### To do
The data follows this line. Copy verbatim the line with "of the toasted" and each line after it to the end.

Data entries
■ ■ ■

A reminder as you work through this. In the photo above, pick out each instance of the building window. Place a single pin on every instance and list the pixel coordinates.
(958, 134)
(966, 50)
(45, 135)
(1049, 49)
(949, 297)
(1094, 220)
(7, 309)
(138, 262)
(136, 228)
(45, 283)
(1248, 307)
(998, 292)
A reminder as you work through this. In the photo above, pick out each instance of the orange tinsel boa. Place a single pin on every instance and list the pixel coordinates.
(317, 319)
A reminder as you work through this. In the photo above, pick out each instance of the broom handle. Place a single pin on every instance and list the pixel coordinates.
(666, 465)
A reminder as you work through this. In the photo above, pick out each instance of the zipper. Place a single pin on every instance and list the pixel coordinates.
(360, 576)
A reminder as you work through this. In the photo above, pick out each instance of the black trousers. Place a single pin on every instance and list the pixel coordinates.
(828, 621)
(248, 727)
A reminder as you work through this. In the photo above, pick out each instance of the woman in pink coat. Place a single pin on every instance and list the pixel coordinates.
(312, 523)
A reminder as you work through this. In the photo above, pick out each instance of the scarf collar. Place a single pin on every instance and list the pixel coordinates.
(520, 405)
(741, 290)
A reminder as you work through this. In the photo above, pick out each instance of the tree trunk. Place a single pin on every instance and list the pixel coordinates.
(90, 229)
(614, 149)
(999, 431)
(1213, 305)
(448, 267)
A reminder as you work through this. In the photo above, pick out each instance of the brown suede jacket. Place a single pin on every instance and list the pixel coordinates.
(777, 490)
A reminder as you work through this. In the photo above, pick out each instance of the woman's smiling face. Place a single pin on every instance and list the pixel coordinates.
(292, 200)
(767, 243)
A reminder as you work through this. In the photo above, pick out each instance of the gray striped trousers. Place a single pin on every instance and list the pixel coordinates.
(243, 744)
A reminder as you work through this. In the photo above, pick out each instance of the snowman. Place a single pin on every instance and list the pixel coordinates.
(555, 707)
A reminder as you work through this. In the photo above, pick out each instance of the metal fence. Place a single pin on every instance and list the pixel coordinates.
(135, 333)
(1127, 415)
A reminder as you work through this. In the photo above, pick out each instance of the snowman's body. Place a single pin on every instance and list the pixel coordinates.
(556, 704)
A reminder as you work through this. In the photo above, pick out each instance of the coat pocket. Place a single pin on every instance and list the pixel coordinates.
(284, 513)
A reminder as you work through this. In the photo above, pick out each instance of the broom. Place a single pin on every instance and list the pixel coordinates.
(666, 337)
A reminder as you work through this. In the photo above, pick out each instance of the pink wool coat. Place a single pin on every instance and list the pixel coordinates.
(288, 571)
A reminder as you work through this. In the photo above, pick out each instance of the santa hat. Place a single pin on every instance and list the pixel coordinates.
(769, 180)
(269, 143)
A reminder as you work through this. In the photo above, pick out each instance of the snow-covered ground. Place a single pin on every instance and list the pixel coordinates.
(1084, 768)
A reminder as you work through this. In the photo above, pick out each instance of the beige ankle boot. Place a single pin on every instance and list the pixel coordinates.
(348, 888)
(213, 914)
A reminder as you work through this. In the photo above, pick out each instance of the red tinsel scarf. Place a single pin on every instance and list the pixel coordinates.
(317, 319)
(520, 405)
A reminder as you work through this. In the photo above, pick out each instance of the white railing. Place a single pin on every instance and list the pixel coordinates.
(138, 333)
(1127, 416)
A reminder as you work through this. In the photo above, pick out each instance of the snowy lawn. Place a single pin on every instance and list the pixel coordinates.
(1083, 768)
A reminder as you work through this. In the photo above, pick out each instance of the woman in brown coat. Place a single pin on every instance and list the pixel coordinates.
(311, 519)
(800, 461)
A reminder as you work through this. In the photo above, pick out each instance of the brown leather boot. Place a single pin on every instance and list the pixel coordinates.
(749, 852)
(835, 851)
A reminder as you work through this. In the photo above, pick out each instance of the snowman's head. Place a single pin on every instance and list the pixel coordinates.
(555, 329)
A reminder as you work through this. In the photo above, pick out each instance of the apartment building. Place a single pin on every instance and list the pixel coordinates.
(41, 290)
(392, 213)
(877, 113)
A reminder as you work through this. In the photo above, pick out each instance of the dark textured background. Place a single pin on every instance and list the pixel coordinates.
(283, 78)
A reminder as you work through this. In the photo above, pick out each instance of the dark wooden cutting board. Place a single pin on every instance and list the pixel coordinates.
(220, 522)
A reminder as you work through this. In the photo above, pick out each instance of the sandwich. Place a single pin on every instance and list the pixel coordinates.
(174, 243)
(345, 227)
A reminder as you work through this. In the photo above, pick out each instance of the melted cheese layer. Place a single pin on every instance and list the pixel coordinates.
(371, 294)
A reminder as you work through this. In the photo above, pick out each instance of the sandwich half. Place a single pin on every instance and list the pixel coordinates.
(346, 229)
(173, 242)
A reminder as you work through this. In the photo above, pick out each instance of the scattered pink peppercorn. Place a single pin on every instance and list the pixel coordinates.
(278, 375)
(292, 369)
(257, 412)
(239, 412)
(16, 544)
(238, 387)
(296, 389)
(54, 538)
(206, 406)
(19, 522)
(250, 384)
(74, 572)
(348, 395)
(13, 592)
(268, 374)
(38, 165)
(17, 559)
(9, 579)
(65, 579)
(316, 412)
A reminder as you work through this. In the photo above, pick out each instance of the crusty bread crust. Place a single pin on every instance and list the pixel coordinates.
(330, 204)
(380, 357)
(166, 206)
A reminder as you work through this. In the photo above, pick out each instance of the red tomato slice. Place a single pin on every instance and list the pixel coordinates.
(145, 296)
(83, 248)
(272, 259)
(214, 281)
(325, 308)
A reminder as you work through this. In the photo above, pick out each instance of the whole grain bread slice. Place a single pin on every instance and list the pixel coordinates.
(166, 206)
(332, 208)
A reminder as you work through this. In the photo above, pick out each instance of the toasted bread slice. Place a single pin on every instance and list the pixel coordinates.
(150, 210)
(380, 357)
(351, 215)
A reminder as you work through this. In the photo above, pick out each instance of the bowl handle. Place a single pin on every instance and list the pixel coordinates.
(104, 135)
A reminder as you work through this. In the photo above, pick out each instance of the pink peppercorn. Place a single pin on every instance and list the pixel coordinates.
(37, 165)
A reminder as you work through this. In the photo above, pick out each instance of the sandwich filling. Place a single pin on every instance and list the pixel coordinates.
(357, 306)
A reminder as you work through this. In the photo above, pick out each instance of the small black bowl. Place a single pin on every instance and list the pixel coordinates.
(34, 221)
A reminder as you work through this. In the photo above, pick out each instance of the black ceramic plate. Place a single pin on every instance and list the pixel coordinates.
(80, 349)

■ ■ ■

### Exercise response
A reminder as you work through this. In the photo above, pick out each instance of the toasted bread slice. Place a single pin on every instance and list the pixel coordinates.
(150, 210)
(380, 357)
(351, 215)
A reminder as you work through this. In the photo above, pick out each instance of the bowl handle. Place a single pin on every instance and list the pixel coordinates.
(104, 135)
A reminder as you work through this. In the photo above, pick out each instance of the pink peppercorn. Place a single pin on every instance and list the pixel coordinates.
(37, 165)
A reminder as you work through this. In the photo above, pick out each instance of the sandwich filling. Place a single pin on every instance and list the pixel coordinates.
(357, 306)
A reminder as you work through this. In the photo above, pick out each instance of the small black bowl. Place a single pin on every instance and list the pixel coordinates.
(34, 221)
A reminder as you work through this. In the photo above, pick out each instance of the black ceramic plate. Place a single pin on every instance and list the pixel coordinates.
(80, 349)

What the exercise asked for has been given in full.